EXERCISE REQUIREMENTS
Turn the lines of all the records below into a single numbered list, leaving out any blank lines.

Pointing and labeling entries

********************

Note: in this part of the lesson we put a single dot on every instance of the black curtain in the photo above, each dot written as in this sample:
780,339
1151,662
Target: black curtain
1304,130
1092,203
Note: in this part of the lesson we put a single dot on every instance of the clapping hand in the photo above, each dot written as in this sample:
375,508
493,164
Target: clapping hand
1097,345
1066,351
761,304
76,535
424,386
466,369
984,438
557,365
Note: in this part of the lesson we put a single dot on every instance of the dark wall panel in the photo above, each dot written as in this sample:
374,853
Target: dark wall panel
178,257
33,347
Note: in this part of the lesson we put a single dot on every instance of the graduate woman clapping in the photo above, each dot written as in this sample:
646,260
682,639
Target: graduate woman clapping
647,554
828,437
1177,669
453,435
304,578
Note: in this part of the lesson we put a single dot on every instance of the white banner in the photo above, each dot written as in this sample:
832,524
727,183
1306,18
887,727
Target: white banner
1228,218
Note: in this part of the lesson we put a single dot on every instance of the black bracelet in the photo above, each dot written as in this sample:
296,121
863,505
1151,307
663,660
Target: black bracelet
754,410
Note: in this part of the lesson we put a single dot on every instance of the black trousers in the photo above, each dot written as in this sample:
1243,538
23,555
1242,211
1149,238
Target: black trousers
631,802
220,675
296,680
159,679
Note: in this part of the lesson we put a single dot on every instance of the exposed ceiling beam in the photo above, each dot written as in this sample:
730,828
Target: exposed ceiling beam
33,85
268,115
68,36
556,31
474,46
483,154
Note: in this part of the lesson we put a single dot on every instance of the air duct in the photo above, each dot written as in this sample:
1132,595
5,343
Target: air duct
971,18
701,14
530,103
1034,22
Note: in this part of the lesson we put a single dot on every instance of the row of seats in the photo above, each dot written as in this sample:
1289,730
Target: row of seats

********************

EXPECTED ANSWER
1. Note: in this part of the lesson we put a single dot on every instance of the black curtain in the photo above, each dot written as in this sample:
2. 780,339
3. 1151,662
4. Target: black curtain
5. 1304,130
6. 1092,203
7. Note: in this part of the lesson we put a single dot on every instance of the clapping hand in the photo above, each dot written as in this sample:
8. 375,508
9. 493,164
10. Target: clapping hand
11. 1097,345
12. 1066,351
13. 761,304
14. 76,535
15. 424,386
16. 466,369
17. 984,438
18. 557,365
19. Note: in this part of the lesson we put a single dot on every instance of the dark wall panel in the photo above, each dot written as in this sample:
20. 374,853
21. Target: dark wall panel
22. 178,257
23. 33,347
24. Note: in this part of the lesson we put a single dot on every instance of the graduate woman clapping in the photo above, each dot written as in this sample:
25. 646,260
26. 682,639
27. Target: graduate woman clapping
28. 647,554
29. 828,437
30. 1177,669
31. 453,435
32. 304,578
33. Note: in this part of the lesson we put a single dot on every instance of the white banner in the photo above, each dot written as in this sample:
34. 832,524
35. 727,183
36. 1306,18
37. 887,727
38. Target: white banner
39. 1228,218
40. Note: in this part of the lesson we put a single dot on every instance of the black bracelet in the photo above, each dot written as in this sample:
41. 296,121
42. 863,505
43. 1151,307
44. 663,660
45. Target: black bracelet
46. 754,410
47. Note: in this part of the lesson we put a single dot on every instance of the black trousers in the photo above, each dot written as in this sample:
48. 1243,538
49. 23,555
50. 1242,211
51. 1149,238
52. Target: black trousers
53. 631,802
54. 220,675
55. 296,680
56. 159,679
57. Note: in this part of the lesson we put a single dot on every instance of the exposed ceiling beam in the photo above, each dot written as in this sample:
58. 730,828
59. Target: exposed ceiling beam
60. 33,85
61. 268,115
62. 68,36
63. 556,31
64. 474,46
65. 483,154
66. Note: in this part of the lesson we put a single dot on every instance of the air duct in the photo above, each dot written as in this sample:
67. 1132,595
68. 5,343
69. Target: air duct
70. 971,18
71. 701,14
72. 530,103
73. 1034,22
74. Note: in this part of the lesson we put a single dot on every instance of the row of seats in the photo above, each dot written as in this sample:
75. 1289,730
76. Target: row of seats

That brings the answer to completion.